Given instruction: Render the entries below as a JSON list of strings, covering everything from the line containing "form [31, 300]." down to the line containing "point(426, 116)", both ends included. Use one string per line, skip blank lines, and omit the pictures.

-------------------------

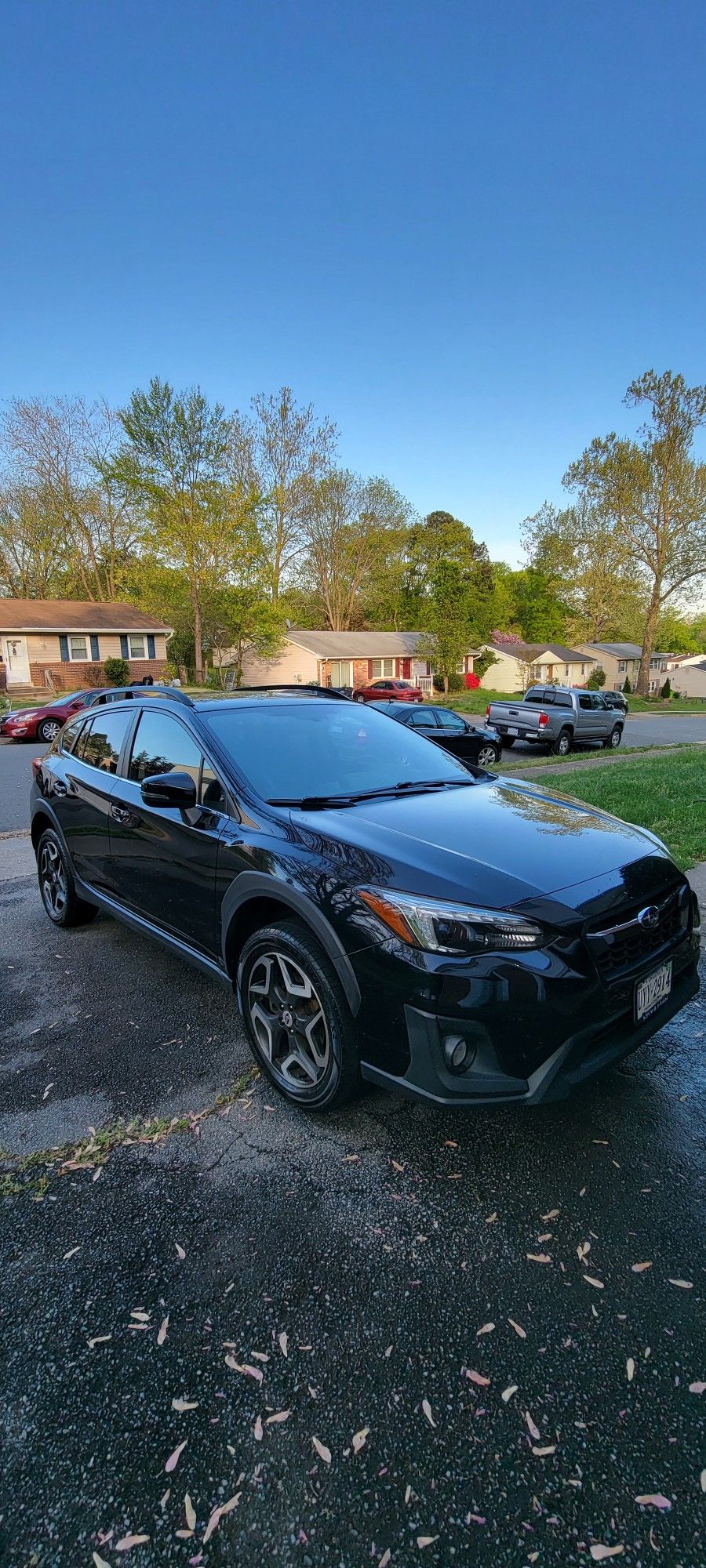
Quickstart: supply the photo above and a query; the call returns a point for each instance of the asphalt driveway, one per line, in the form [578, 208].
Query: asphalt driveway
[373, 1330]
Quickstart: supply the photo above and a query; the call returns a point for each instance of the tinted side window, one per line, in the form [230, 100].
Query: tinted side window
[104, 741]
[161, 746]
[70, 736]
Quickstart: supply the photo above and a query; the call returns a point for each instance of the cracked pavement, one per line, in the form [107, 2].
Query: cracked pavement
[395, 1246]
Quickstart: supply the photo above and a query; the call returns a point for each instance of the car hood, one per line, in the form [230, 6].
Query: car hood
[493, 843]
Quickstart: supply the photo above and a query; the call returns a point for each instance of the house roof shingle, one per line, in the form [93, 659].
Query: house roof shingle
[525, 652]
[75, 615]
[355, 645]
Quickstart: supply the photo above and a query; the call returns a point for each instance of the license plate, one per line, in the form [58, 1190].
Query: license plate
[653, 992]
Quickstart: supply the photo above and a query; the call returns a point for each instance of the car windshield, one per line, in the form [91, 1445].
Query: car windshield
[67, 697]
[321, 749]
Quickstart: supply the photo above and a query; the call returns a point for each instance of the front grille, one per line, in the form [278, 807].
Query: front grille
[628, 943]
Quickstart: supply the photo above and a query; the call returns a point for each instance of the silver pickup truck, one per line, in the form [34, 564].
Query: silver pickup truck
[559, 719]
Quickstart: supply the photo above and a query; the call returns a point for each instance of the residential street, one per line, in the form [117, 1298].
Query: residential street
[399, 1250]
[642, 731]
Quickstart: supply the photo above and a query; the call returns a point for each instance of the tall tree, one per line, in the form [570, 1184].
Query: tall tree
[653, 493]
[283, 451]
[446, 620]
[32, 546]
[62, 457]
[178, 463]
[348, 524]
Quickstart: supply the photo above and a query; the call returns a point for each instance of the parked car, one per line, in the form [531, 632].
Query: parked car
[616, 700]
[559, 719]
[451, 731]
[379, 910]
[43, 722]
[388, 691]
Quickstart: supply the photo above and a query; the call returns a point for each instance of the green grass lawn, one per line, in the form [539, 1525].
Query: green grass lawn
[664, 794]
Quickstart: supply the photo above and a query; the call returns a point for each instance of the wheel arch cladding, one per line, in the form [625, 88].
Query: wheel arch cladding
[255, 901]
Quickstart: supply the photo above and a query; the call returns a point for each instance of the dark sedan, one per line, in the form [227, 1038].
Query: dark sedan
[616, 700]
[468, 742]
[380, 912]
[45, 720]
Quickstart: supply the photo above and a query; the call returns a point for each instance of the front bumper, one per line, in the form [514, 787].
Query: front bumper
[533, 1034]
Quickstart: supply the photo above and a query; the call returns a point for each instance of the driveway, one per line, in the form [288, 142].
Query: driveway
[377, 1334]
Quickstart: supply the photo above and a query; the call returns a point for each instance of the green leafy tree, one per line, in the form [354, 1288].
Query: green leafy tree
[446, 636]
[178, 462]
[282, 452]
[117, 672]
[653, 493]
[62, 456]
[242, 622]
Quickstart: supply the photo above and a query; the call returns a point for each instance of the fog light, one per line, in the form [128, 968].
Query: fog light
[457, 1053]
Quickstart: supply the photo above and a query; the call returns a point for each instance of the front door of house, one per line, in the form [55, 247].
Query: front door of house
[16, 661]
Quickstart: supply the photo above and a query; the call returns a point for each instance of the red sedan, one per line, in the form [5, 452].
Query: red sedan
[46, 720]
[388, 692]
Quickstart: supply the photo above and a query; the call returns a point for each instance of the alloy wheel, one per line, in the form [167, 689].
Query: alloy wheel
[289, 1023]
[53, 880]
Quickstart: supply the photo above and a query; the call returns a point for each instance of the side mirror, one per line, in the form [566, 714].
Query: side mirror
[170, 789]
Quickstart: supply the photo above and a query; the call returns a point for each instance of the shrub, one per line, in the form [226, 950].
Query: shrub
[117, 672]
[456, 683]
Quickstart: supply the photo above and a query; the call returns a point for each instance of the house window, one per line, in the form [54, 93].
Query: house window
[341, 672]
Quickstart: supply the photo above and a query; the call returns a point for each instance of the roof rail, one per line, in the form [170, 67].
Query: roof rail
[302, 688]
[112, 694]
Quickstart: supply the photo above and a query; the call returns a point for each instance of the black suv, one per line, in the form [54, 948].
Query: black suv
[377, 907]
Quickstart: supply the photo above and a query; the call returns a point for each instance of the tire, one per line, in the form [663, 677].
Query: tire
[315, 1067]
[49, 730]
[489, 757]
[562, 744]
[57, 885]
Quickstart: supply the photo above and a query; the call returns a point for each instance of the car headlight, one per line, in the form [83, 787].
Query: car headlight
[443, 927]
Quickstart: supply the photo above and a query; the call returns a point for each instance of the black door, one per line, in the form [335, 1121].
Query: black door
[164, 858]
[84, 783]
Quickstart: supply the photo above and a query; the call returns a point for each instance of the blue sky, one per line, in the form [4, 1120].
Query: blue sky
[460, 230]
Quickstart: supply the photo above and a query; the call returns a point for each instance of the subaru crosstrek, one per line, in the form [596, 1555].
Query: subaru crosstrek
[379, 909]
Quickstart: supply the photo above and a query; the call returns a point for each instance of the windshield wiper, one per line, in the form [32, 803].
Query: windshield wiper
[321, 802]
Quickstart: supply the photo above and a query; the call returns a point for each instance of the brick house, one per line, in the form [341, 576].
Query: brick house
[349, 659]
[64, 644]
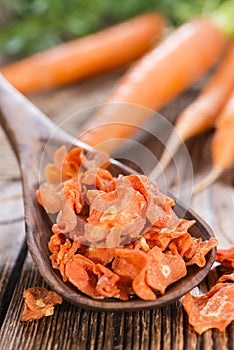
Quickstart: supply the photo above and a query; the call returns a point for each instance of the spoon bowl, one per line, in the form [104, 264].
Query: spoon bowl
[29, 130]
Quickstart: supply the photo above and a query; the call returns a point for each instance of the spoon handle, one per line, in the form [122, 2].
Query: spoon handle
[25, 125]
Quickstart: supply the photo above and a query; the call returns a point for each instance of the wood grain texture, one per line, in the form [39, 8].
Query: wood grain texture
[71, 327]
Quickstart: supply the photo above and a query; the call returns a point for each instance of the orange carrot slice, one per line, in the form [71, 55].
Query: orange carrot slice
[201, 114]
[156, 78]
[222, 146]
[110, 48]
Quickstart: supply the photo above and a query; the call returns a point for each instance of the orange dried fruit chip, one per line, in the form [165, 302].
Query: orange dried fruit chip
[215, 309]
[79, 271]
[107, 282]
[164, 269]
[39, 302]
[225, 257]
[203, 248]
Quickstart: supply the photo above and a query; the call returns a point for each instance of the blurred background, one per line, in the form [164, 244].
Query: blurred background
[29, 26]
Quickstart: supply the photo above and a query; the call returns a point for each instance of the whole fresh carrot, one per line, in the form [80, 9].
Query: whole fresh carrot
[156, 78]
[222, 147]
[110, 48]
[201, 114]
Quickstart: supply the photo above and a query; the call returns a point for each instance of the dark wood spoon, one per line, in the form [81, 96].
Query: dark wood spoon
[29, 130]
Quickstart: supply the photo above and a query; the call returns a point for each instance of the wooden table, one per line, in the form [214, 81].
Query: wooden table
[71, 327]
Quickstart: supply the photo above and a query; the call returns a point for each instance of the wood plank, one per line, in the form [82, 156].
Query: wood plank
[71, 327]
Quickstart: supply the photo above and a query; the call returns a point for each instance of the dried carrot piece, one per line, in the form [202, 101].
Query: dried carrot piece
[225, 257]
[215, 309]
[39, 302]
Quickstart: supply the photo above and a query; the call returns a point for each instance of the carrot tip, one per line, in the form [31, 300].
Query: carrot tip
[208, 180]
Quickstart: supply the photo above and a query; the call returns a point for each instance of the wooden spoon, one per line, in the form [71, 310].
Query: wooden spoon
[29, 130]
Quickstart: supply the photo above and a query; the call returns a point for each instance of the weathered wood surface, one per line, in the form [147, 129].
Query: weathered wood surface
[74, 328]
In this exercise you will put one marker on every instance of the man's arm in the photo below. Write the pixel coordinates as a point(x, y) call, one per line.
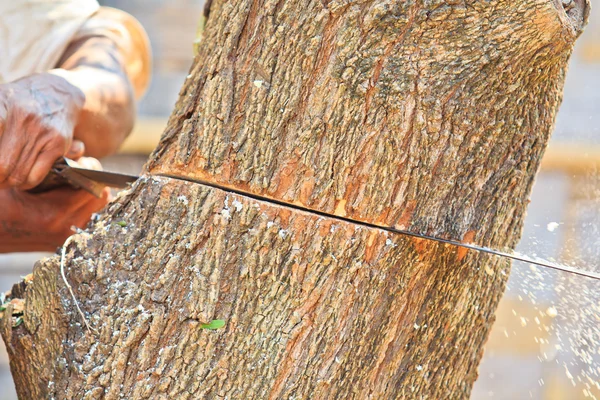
point(96, 67)
point(85, 105)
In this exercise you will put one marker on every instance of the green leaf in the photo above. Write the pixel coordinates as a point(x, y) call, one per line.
point(214, 324)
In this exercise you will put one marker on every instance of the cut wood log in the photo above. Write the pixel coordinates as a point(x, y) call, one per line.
point(428, 116)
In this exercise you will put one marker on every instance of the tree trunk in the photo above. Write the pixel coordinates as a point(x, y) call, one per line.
point(426, 116)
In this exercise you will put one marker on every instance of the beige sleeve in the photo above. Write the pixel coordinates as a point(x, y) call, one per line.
point(129, 37)
point(35, 33)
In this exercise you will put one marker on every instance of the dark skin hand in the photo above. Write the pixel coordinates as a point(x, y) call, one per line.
point(84, 107)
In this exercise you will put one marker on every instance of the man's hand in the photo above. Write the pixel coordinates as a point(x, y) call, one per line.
point(42, 222)
point(38, 115)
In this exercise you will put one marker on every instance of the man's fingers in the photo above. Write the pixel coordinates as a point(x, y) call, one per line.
point(76, 150)
point(11, 150)
point(42, 165)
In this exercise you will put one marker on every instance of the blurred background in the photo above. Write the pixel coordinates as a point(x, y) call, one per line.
point(545, 343)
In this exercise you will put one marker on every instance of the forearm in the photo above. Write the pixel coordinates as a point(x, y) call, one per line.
point(96, 66)
point(108, 114)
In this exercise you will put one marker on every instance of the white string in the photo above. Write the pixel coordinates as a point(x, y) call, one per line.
point(62, 272)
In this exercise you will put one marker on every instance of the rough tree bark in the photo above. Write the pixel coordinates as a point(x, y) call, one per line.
point(430, 116)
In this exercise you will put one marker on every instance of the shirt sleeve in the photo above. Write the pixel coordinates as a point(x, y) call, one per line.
point(35, 33)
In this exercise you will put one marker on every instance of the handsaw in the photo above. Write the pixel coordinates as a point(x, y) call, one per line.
point(66, 172)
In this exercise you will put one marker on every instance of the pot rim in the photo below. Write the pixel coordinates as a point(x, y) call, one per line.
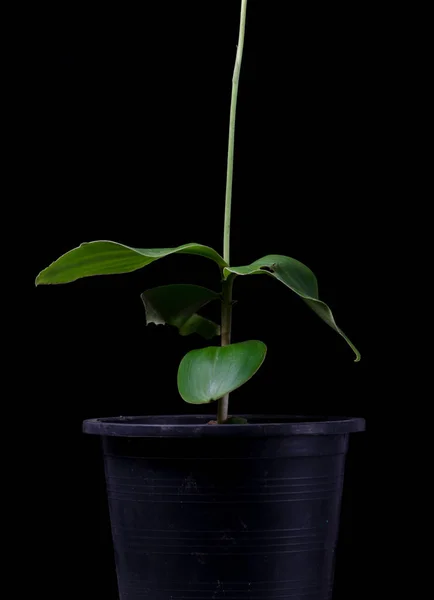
point(196, 426)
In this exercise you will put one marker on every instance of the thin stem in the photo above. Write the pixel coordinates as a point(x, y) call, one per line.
point(231, 145)
point(223, 403)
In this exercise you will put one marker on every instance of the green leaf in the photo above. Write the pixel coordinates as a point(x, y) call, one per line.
point(208, 374)
point(110, 258)
point(177, 304)
point(299, 279)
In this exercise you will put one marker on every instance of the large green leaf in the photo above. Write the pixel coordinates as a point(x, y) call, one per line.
point(299, 279)
point(177, 305)
point(109, 258)
point(208, 374)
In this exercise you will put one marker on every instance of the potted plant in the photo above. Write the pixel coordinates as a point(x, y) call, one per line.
point(241, 507)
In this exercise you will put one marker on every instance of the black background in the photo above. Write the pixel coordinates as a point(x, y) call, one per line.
point(129, 119)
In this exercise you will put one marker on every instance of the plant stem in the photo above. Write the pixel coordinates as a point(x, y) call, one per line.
point(223, 403)
point(231, 146)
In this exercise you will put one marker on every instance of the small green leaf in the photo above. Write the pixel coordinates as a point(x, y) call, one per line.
point(299, 279)
point(177, 304)
point(208, 374)
point(110, 258)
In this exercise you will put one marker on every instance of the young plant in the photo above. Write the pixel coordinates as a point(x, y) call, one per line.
point(208, 374)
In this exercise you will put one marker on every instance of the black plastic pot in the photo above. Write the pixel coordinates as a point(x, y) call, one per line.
point(230, 512)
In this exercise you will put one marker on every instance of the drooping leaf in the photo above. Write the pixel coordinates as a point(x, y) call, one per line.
point(208, 374)
point(299, 279)
point(177, 304)
point(110, 258)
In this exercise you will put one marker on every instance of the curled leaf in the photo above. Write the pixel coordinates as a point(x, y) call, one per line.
point(177, 305)
point(110, 258)
point(300, 279)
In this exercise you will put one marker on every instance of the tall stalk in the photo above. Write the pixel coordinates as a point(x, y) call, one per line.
point(223, 403)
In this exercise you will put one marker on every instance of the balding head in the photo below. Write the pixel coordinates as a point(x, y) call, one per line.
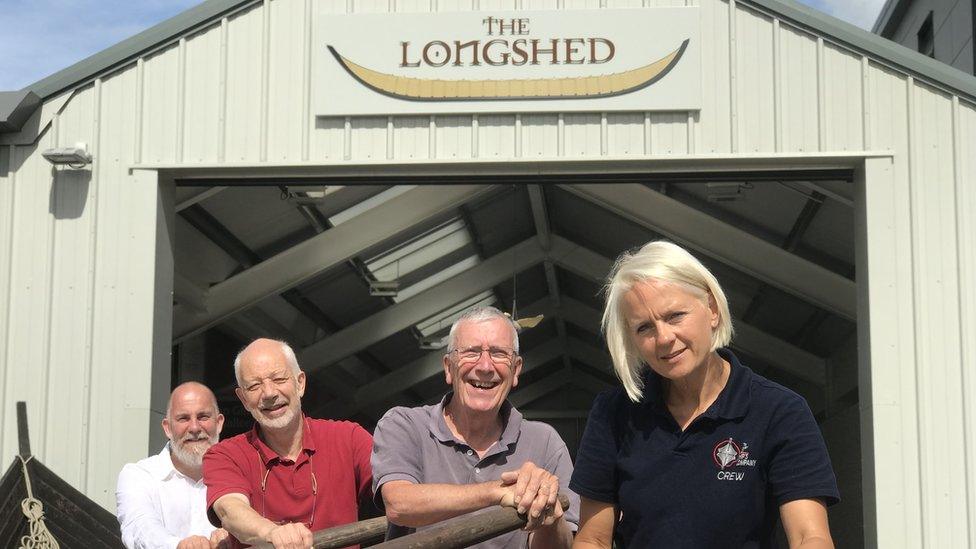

-------------------------

Problem solution:
[
  "Quickstart: supply the photo above and a query; the call returns a point for each instance of the carrot tip, one per line, in the form [31, 300].",
  "Query: carrot tip",
  "[208, 180]",
  "Quickstart: supply the photo above and a query; the call returns a point for each instance of the wooden spoon, one per line, in the form [71, 310].",
  "Query: wooden spoon",
  "[29, 130]",
  "Quickstart: supply the photo above and a query; the call returns a point for each instance of the weathered wood surface, one per line, in the form [147, 129].",
  "Query: weathered wood surface",
  "[74, 328]",
  "In this exercise you will put one marker on every instance of the man's arm in the photo below. Write the pixel coordinates as a point(x, y) call, one per line.",
  "point(96, 67)",
  "point(85, 105)",
  "In this exercise you will put one marker on every instance of the green leaf in the photo above. Write the pixel coordinates as a point(x, y) call, one per line.",
  "point(214, 324)",
  "In this exercise you will put one marker on every instance of the cut wood log in the photo above. Write the pixel coordinates as a point(x, y) call, one per line.",
  "point(428, 116)",
  "In this exercise you will put one marker on every instance of the tree trunk in the photo above. Write the pixel coordinates as a point(x, y) call, one per line.",
  "point(426, 116)"
]